## WRITTEN INSTRUCTION
Render the listing below as a Markdown table with the columns No. and Entry, numbering each line and skipping blank lines. Include only the lines from the one containing "TARGET = man in dark suit" through the end of the listing, both ends included, and omit the pictures.

══ DATA TO USE ══

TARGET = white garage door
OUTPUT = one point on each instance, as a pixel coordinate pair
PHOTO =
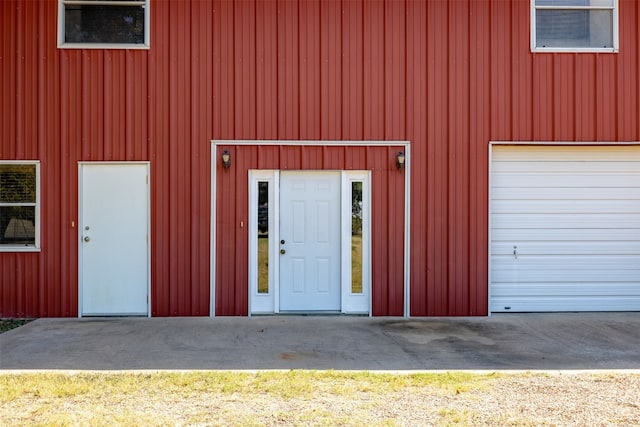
(565, 228)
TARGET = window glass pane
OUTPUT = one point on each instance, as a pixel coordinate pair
(356, 237)
(104, 24)
(17, 183)
(17, 225)
(574, 28)
(263, 237)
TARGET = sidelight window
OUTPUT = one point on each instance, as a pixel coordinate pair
(574, 25)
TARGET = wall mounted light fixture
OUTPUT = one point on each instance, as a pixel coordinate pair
(400, 159)
(226, 159)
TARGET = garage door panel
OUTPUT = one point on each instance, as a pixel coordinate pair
(566, 248)
(573, 215)
(589, 166)
(565, 193)
(565, 206)
(501, 221)
(525, 262)
(552, 180)
(559, 289)
(573, 303)
(564, 275)
(518, 236)
(564, 154)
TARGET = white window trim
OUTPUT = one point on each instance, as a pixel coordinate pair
(615, 30)
(26, 248)
(147, 25)
(269, 303)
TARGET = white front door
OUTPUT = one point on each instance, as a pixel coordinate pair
(113, 231)
(310, 232)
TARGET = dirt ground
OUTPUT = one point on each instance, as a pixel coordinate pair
(520, 399)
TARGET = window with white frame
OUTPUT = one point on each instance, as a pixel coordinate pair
(103, 24)
(574, 25)
(19, 205)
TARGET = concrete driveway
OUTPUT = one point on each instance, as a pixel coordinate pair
(529, 342)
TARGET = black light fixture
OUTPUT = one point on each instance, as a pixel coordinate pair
(400, 159)
(226, 159)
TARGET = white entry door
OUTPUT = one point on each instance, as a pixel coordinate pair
(113, 230)
(310, 241)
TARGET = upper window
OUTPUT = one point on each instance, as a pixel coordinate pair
(19, 206)
(574, 25)
(98, 24)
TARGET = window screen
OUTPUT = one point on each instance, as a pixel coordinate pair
(579, 24)
(18, 204)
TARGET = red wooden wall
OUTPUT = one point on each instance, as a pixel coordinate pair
(449, 76)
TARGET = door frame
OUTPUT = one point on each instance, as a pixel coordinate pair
(81, 166)
(215, 164)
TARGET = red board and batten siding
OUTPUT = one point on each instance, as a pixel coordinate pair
(448, 76)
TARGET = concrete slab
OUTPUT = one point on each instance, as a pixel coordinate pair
(530, 342)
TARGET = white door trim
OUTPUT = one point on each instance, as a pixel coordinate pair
(407, 201)
(81, 165)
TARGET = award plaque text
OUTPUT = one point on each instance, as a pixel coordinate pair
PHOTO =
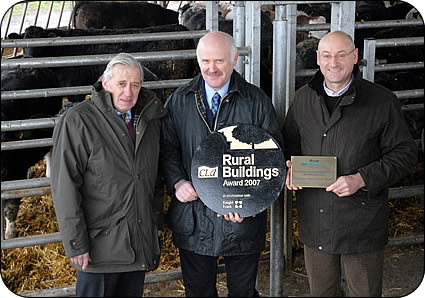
(239, 169)
(313, 171)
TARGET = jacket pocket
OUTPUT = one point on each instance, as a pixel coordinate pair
(111, 245)
(180, 217)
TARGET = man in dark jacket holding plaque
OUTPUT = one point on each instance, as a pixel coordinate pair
(105, 161)
(345, 225)
(201, 234)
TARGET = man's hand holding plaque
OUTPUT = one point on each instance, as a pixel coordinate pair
(341, 186)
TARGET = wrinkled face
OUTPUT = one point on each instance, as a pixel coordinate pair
(124, 86)
(216, 64)
(336, 57)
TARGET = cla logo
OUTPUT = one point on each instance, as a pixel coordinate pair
(206, 172)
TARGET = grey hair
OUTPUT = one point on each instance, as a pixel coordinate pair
(227, 37)
(124, 59)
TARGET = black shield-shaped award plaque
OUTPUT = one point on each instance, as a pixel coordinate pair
(239, 169)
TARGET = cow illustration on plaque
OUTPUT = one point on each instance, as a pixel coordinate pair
(238, 169)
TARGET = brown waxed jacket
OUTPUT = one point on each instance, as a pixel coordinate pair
(103, 184)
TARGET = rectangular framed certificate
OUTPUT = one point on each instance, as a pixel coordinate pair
(313, 171)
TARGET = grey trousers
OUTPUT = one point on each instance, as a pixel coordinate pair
(363, 273)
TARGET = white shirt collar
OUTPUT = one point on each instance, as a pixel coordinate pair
(331, 93)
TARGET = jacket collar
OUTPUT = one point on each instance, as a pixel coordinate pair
(237, 84)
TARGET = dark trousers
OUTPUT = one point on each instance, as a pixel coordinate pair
(200, 274)
(363, 273)
(123, 284)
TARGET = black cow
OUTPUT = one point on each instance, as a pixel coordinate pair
(15, 164)
(120, 15)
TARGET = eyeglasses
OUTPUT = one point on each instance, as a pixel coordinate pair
(326, 57)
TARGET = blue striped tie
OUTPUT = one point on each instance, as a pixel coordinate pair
(215, 103)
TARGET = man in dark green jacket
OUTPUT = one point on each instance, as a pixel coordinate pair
(105, 159)
(201, 234)
(345, 226)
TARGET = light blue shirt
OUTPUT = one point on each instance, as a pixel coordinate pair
(331, 93)
(210, 92)
(127, 115)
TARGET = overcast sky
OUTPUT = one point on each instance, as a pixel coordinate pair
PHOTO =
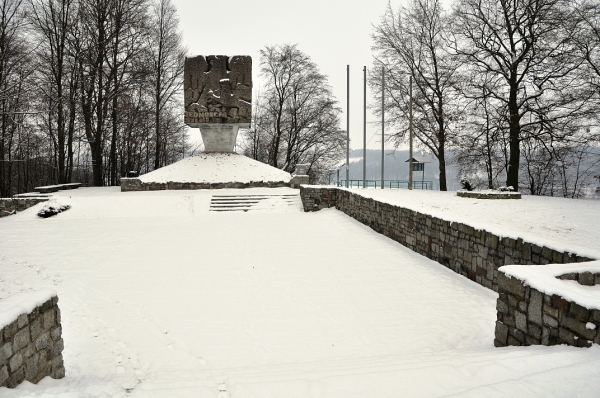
(334, 33)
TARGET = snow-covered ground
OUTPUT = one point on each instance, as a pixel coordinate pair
(571, 225)
(217, 167)
(162, 298)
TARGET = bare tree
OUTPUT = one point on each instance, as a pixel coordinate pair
(55, 26)
(527, 47)
(413, 42)
(15, 71)
(166, 56)
(299, 117)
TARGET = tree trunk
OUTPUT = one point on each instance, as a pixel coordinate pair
(512, 176)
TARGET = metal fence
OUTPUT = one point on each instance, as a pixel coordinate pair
(387, 184)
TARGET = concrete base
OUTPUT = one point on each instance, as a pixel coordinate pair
(219, 137)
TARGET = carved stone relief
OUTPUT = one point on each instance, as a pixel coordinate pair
(218, 89)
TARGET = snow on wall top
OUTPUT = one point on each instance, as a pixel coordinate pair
(566, 225)
(217, 168)
(22, 303)
(543, 278)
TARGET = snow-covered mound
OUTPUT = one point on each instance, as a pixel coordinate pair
(216, 168)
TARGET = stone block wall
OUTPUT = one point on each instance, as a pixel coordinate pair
(31, 346)
(317, 198)
(476, 254)
(10, 205)
(135, 184)
(527, 316)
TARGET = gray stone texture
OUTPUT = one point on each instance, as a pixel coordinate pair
(525, 315)
(548, 320)
(31, 346)
(218, 89)
(473, 253)
(9, 206)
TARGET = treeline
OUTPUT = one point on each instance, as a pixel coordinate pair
(296, 118)
(510, 87)
(88, 90)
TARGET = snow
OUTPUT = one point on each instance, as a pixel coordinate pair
(590, 326)
(217, 167)
(161, 297)
(544, 279)
(566, 225)
(22, 303)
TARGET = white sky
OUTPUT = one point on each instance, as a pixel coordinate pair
(333, 33)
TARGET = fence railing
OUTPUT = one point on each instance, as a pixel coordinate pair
(386, 183)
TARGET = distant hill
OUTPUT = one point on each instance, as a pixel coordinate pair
(396, 168)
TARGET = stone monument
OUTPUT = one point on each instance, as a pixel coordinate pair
(218, 98)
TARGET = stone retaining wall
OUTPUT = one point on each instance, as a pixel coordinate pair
(10, 205)
(489, 195)
(135, 184)
(474, 253)
(31, 346)
(527, 317)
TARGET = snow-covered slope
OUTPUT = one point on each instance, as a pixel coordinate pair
(216, 168)
(160, 297)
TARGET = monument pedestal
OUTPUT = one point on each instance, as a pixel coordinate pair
(219, 137)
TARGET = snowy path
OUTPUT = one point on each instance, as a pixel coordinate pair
(160, 297)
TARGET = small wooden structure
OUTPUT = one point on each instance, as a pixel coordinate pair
(418, 164)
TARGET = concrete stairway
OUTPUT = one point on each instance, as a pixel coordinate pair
(255, 202)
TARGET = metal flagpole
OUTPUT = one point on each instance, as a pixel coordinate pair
(410, 136)
(382, 124)
(347, 125)
(365, 128)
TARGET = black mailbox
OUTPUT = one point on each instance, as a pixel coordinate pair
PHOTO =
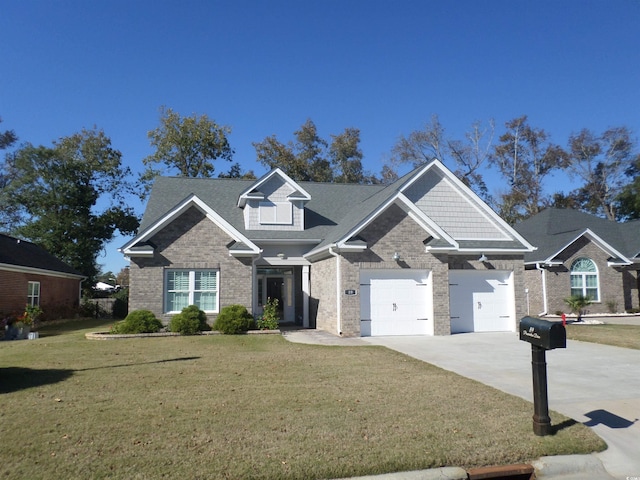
(542, 333)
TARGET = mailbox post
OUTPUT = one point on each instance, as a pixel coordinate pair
(542, 335)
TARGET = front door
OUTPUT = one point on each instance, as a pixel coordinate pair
(274, 292)
(277, 284)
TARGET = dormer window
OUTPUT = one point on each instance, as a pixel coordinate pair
(276, 213)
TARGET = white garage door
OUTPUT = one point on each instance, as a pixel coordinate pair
(396, 302)
(481, 301)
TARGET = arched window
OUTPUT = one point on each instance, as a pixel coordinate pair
(584, 279)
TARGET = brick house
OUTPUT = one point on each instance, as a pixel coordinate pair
(30, 275)
(423, 255)
(579, 253)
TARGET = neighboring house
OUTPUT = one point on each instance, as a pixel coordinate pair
(29, 275)
(103, 287)
(581, 254)
(421, 256)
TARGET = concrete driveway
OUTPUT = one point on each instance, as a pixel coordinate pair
(597, 385)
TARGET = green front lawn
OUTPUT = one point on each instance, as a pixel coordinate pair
(247, 407)
(627, 336)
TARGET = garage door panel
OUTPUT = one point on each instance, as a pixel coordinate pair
(398, 303)
(481, 301)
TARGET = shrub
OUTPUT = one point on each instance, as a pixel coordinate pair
(120, 307)
(270, 319)
(233, 319)
(189, 321)
(577, 304)
(138, 321)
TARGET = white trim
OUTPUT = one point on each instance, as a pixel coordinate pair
(476, 200)
(336, 255)
(178, 210)
(40, 271)
(306, 295)
(278, 209)
(191, 291)
(302, 194)
(604, 246)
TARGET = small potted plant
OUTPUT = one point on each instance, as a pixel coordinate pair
(29, 320)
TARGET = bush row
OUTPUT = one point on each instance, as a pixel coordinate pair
(231, 320)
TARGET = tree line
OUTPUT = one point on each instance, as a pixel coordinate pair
(71, 197)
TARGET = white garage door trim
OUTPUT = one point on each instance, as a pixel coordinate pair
(396, 302)
(481, 301)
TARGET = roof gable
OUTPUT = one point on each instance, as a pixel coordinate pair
(554, 230)
(272, 181)
(16, 254)
(137, 246)
(417, 184)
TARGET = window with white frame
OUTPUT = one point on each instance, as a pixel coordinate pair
(191, 287)
(33, 293)
(280, 213)
(584, 279)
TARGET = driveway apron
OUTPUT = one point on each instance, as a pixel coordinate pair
(597, 385)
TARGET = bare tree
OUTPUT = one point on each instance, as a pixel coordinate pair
(604, 162)
(525, 157)
(466, 157)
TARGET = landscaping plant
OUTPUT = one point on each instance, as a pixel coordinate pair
(138, 321)
(577, 304)
(233, 319)
(190, 321)
(270, 319)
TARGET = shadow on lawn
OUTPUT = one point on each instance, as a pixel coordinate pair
(13, 379)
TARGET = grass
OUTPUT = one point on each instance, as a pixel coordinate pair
(627, 336)
(249, 407)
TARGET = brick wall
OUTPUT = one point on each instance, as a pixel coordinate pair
(610, 280)
(323, 295)
(533, 281)
(190, 241)
(394, 231)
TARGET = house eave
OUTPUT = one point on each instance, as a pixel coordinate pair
(39, 271)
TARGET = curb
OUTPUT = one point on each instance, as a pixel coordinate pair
(443, 473)
(581, 466)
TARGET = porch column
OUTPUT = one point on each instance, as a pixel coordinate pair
(305, 296)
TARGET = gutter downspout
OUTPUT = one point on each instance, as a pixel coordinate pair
(254, 291)
(543, 271)
(338, 289)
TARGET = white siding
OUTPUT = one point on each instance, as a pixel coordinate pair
(276, 191)
(451, 209)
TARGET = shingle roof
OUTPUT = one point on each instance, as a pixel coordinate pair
(332, 214)
(553, 229)
(329, 204)
(21, 253)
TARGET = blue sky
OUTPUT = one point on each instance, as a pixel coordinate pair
(265, 67)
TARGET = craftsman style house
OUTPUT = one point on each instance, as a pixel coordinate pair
(423, 255)
(581, 254)
(31, 275)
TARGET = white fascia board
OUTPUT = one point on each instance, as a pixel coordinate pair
(478, 202)
(403, 202)
(39, 271)
(244, 196)
(423, 219)
(178, 210)
(604, 246)
(493, 250)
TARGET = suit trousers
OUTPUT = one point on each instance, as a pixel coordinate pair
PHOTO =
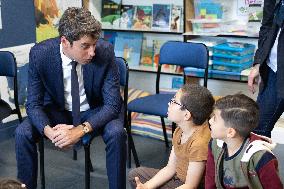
(271, 106)
(113, 134)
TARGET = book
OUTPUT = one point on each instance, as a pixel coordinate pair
(128, 45)
(126, 18)
(176, 18)
(157, 44)
(111, 10)
(147, 52)
(161, 17)
(142, 17)
(208, 41)
(110, 36)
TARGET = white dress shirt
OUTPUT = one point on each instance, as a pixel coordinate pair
(66, 67)
(272, 61)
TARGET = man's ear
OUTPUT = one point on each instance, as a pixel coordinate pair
(187, 115)
(231, 132)
(65, 43)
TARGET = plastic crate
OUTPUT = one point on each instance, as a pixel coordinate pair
(234, 49)
(195, 72)
(232, 59)
(225, 75)
(231, 67)
(211, 9)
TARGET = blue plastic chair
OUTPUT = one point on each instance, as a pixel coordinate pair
(8, 68)
(177, 53)
(87, 139)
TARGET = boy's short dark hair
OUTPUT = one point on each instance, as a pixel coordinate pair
(239, 112)
(198, 101)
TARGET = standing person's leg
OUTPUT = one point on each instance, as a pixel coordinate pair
(145, 174)
(270, 106)
(26, 137)
(114, 137)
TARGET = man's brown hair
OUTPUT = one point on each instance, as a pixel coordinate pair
(78, 22)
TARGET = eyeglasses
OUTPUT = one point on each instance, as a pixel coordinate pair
(173, 101)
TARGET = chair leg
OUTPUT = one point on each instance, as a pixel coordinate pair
(41, 159)
(131, 146)
(165, 132)
(74, 154)
(87, 166)
(91, 165)
(174, 126)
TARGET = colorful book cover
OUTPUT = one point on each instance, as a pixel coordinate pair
(110, 36)
(128, 45)
(176, 18)
(126, 19)
(147, 52)
(142, 17)
(157, 44)
(161, 17)
(111, 10)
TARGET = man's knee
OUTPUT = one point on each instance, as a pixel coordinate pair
(117, 131)
(24, 130)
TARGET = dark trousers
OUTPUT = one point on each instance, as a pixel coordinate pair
(270, 105)
(113, 135)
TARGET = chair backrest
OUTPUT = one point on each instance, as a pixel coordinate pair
(8, 66)
(184, 54)
(124, 75)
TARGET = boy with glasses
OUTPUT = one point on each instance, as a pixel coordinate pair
(189, 109)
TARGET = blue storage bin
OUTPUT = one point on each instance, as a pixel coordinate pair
(234, 49)
(225, 75)
(233, 59)
(195, 72)
(230, 67)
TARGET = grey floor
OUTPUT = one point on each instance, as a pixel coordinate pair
(63, 172)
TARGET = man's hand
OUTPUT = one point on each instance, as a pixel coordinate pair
(139, 185)
(49, 132)
(66, 135)
(252, 78)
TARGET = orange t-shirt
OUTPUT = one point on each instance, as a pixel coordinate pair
(195, 149)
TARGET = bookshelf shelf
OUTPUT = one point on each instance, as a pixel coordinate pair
(143, 31)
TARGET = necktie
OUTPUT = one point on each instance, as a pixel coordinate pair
(75, 95)
(280, 14)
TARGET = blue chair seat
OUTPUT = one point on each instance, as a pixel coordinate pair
(5, 109)
(153, 105)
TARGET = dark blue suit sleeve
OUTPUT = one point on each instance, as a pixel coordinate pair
(35, 96)
(110, 92)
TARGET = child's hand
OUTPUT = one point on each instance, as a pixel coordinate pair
(139, 185)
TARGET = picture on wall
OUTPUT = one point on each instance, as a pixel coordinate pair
(0, 16)
(47, 15)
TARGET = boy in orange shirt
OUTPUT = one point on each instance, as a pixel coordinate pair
(190, 110)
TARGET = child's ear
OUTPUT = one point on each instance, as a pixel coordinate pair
(187, 115)
(231, 132)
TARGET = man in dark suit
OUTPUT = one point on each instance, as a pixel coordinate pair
(269, 64)
(73, 89)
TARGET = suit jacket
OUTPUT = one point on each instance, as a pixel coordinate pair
(45, 83)
(267, 35)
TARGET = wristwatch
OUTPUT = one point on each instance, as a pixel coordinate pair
(85, 128)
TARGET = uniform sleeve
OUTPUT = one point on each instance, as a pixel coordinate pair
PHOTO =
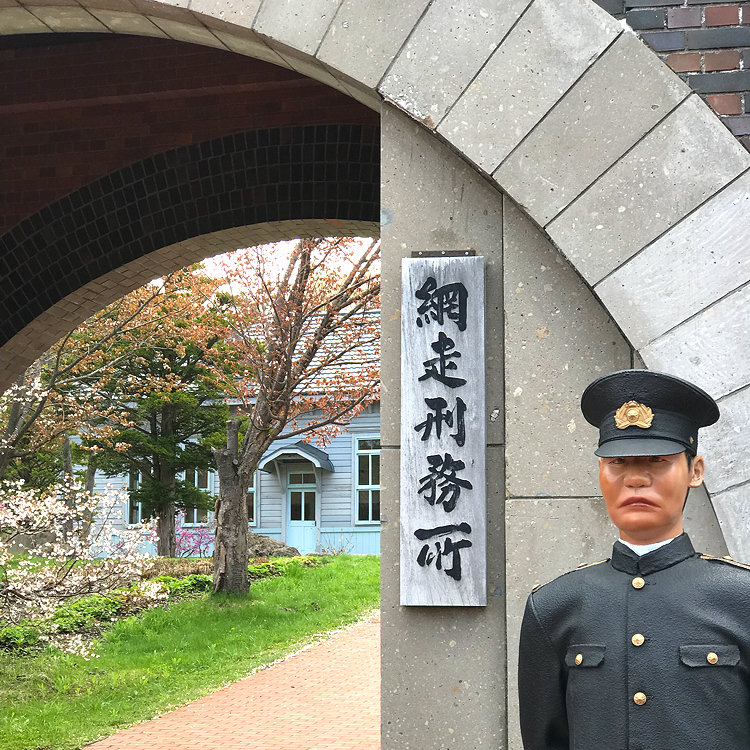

═══

## RESULT
| No. | Entry |
|---|---|
| 1 | TARGET = man in dark suit |
| 2 | OUTPUT = one point on each instance, as a pixel coordinate pair |
| 3 | (269, 64) |
| 4 | (73, 89) |
| 5 | TARGET = suit jacket |
| 6 | OUTPUT = one point on each instance, as a pixel coordinate pair |
| 7 | (45, 83) |
| 8 | (267, 35) |
| 9 | TARGET = wristwatch |
| 10 | OUTPUT = one point on each instance, as a pixel coordinate pair |
| 11 | (85, 128) |
| 12 | TARGET = uniform sleeve |
| 13 | OUTPUT = one point on each instance, as a pixel coordinate pair |
| 14 | PHOTO = |